Your instructions: Pick out each line in the entries below that contains the string "bush" and copy it.
++++
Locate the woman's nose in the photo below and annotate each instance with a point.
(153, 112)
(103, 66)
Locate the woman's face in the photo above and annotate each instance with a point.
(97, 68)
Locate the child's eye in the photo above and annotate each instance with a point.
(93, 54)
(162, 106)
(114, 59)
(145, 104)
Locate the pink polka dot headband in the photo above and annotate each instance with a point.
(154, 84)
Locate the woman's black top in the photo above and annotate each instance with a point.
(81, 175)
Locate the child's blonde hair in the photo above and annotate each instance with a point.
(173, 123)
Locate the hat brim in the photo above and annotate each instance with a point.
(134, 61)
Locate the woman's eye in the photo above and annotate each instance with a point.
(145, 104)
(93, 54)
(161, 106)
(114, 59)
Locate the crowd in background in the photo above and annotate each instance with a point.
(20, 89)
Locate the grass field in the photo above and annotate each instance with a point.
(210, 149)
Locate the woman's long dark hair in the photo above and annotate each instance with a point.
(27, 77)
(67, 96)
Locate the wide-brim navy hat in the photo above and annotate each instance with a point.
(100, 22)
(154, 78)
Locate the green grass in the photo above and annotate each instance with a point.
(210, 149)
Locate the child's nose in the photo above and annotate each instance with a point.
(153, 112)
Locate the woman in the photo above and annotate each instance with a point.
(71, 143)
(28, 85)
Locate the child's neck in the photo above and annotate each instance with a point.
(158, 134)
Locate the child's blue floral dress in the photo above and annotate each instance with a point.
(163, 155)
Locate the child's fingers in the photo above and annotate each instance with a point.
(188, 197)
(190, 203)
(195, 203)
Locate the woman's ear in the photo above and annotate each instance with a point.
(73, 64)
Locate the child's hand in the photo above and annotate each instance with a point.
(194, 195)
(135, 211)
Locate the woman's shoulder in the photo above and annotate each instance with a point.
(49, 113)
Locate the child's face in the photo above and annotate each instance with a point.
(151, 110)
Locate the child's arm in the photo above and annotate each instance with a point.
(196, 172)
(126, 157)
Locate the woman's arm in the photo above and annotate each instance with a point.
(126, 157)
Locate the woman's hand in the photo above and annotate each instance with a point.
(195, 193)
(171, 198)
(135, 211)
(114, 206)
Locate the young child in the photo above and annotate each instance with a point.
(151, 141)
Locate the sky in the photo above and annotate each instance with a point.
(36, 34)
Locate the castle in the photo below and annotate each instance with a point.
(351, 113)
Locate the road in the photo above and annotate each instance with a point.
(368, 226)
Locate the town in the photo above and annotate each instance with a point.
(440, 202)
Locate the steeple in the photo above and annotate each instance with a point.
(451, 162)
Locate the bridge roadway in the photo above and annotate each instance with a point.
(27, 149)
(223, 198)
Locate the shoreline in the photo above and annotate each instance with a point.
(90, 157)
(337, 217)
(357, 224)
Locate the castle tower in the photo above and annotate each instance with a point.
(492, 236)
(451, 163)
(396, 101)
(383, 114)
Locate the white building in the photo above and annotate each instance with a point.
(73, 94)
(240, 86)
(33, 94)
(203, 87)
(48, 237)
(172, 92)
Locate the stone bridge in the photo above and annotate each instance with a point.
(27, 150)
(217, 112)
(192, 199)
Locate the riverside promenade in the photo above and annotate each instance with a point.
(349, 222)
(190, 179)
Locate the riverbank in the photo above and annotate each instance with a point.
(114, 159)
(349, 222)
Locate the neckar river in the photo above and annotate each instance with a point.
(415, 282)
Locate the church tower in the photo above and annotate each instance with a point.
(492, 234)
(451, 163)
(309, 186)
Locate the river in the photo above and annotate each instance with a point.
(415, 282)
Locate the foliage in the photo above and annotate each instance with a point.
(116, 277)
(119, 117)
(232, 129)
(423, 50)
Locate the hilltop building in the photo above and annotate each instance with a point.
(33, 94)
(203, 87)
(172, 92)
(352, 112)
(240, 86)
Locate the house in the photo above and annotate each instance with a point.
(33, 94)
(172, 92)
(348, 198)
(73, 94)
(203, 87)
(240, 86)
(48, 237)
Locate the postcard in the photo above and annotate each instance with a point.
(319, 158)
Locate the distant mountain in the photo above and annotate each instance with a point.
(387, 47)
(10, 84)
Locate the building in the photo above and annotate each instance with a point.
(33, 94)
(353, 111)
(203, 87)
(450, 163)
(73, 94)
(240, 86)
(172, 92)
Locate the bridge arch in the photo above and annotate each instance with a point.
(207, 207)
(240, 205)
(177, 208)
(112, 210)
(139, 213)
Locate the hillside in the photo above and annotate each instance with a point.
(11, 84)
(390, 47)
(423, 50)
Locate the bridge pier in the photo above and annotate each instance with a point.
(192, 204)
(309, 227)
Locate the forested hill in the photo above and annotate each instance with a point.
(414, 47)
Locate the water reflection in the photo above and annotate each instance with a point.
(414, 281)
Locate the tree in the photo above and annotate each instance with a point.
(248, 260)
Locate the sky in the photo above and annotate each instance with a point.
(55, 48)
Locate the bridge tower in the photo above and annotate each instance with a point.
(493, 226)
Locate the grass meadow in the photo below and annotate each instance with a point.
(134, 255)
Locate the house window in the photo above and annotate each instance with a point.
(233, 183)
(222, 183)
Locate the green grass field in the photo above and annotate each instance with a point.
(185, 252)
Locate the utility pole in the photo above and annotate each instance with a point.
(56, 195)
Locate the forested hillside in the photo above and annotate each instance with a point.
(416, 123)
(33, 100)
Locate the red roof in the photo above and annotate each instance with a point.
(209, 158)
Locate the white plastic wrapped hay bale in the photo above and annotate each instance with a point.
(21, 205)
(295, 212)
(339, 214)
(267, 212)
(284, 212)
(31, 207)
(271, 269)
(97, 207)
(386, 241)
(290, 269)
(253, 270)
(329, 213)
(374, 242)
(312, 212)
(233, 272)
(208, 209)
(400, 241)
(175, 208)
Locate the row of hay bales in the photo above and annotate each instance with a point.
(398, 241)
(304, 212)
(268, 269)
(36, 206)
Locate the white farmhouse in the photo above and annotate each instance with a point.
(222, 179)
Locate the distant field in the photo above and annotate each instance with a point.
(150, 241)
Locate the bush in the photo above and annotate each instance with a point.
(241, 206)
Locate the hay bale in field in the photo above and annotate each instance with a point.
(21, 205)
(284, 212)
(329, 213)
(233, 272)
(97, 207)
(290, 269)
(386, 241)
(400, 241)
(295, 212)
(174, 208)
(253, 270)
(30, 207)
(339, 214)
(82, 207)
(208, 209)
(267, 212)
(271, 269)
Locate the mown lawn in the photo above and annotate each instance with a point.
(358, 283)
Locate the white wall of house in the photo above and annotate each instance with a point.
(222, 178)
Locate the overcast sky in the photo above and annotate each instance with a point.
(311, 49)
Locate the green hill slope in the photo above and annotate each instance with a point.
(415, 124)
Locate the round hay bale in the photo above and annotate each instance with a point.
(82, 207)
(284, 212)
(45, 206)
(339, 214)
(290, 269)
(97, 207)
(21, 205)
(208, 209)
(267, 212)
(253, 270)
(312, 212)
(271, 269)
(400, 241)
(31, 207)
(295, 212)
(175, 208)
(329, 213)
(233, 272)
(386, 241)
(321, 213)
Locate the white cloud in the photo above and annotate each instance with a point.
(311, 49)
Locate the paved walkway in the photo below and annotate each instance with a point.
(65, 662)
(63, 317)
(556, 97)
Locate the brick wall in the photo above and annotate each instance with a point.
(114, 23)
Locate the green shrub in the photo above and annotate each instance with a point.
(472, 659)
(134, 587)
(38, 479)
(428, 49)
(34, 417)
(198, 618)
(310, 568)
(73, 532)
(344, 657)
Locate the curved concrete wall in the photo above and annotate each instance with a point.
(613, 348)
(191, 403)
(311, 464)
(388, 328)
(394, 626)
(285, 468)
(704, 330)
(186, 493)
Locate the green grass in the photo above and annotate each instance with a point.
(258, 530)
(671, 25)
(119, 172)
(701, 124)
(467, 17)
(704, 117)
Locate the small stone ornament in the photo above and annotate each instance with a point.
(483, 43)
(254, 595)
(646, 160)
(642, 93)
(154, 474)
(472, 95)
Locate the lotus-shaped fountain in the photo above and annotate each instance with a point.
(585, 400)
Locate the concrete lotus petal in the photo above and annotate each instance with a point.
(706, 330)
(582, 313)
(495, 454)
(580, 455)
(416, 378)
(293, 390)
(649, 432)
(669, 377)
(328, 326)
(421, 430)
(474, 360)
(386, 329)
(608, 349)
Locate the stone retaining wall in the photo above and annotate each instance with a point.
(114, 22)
++++
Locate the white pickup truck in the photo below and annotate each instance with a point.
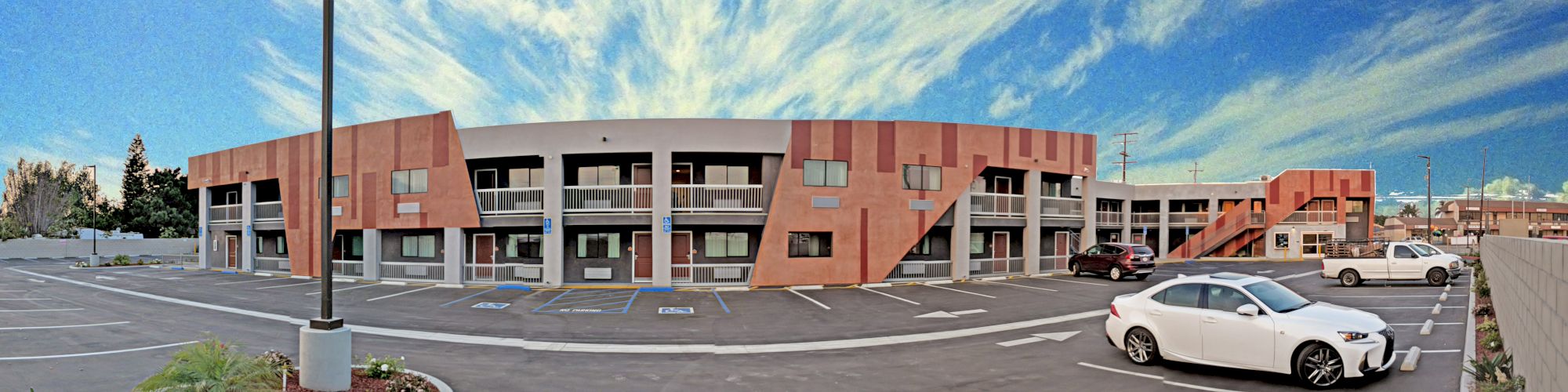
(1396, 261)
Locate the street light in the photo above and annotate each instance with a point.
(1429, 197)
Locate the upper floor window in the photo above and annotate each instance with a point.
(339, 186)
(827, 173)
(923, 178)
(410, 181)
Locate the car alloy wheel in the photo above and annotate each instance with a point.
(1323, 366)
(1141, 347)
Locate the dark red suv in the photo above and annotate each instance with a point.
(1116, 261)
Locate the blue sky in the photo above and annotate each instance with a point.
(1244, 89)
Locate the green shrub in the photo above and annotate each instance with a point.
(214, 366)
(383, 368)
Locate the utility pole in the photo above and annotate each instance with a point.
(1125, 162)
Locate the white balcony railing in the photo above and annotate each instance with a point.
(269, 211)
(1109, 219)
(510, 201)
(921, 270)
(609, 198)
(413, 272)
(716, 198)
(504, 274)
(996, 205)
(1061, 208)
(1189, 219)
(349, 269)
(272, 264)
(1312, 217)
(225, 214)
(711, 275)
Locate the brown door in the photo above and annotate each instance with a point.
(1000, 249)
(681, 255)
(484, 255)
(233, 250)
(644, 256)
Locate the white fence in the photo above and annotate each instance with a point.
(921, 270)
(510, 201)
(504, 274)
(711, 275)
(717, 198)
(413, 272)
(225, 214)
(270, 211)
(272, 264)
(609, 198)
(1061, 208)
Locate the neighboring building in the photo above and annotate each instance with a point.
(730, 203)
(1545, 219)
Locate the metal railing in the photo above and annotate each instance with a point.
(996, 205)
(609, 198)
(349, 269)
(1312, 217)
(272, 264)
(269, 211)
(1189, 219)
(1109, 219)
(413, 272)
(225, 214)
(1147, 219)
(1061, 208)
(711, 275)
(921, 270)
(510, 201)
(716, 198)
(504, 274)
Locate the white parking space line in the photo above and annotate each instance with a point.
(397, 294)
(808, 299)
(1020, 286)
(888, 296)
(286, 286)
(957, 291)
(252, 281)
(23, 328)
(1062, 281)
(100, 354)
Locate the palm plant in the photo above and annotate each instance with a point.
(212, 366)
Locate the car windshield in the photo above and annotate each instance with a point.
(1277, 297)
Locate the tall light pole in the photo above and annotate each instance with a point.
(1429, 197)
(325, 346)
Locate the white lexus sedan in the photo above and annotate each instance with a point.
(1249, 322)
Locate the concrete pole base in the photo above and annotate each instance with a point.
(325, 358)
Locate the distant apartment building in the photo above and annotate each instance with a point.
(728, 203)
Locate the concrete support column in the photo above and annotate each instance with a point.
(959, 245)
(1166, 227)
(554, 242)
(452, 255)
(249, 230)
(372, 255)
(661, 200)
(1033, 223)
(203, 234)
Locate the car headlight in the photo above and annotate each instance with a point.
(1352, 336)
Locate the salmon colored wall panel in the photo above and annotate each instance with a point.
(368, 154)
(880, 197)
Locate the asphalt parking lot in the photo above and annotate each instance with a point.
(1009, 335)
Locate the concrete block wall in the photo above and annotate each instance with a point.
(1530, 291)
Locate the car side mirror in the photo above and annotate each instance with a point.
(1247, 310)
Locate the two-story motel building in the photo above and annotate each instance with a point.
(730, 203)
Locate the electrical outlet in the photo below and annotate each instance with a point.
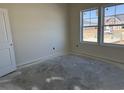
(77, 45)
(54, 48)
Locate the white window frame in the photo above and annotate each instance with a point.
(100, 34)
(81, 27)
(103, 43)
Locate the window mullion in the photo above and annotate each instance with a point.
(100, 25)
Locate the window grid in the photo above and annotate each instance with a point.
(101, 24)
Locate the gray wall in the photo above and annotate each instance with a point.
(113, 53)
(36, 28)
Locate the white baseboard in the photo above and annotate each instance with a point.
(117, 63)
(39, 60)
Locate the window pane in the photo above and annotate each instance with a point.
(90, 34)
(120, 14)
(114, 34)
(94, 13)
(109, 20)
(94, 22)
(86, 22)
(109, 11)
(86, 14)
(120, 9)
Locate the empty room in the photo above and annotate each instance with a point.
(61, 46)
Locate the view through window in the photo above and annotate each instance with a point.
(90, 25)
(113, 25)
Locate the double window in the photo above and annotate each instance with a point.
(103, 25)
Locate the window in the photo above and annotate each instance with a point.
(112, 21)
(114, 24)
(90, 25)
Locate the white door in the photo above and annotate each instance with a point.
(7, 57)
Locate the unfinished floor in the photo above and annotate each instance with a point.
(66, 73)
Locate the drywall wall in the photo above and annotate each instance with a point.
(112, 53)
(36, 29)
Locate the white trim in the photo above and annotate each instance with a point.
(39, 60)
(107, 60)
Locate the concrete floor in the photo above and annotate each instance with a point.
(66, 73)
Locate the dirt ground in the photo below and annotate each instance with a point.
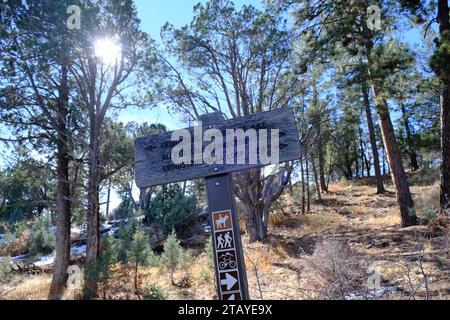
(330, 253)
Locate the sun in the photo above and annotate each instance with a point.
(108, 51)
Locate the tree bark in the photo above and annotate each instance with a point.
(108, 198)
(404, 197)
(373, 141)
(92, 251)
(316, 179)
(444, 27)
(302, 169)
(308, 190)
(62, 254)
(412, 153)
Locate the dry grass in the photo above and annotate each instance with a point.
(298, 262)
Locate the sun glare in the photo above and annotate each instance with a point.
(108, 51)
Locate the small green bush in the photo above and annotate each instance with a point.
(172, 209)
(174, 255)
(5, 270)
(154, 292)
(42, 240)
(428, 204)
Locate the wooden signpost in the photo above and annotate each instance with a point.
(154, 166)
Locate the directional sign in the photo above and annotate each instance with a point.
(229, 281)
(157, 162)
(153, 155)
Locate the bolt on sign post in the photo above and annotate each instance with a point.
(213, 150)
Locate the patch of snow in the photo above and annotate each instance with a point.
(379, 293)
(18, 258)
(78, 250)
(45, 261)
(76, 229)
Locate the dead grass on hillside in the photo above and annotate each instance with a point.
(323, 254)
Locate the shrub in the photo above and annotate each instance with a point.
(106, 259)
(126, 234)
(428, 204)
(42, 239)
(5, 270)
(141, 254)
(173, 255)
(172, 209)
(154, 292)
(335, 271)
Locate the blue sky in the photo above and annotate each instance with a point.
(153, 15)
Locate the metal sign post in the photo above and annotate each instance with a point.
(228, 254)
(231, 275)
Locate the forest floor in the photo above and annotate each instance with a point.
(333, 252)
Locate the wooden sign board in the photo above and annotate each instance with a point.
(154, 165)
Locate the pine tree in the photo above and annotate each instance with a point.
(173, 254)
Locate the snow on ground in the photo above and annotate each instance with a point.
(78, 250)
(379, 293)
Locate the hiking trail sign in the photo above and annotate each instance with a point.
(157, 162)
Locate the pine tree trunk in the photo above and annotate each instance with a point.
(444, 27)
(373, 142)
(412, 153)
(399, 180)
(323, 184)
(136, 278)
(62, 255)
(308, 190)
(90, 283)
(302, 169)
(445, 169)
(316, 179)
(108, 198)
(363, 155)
++++
Exercise response:
Locate the bush in the photo above and annotate each instance with a point.
Locate the small green bush in the photo above and annotate each instance with a point.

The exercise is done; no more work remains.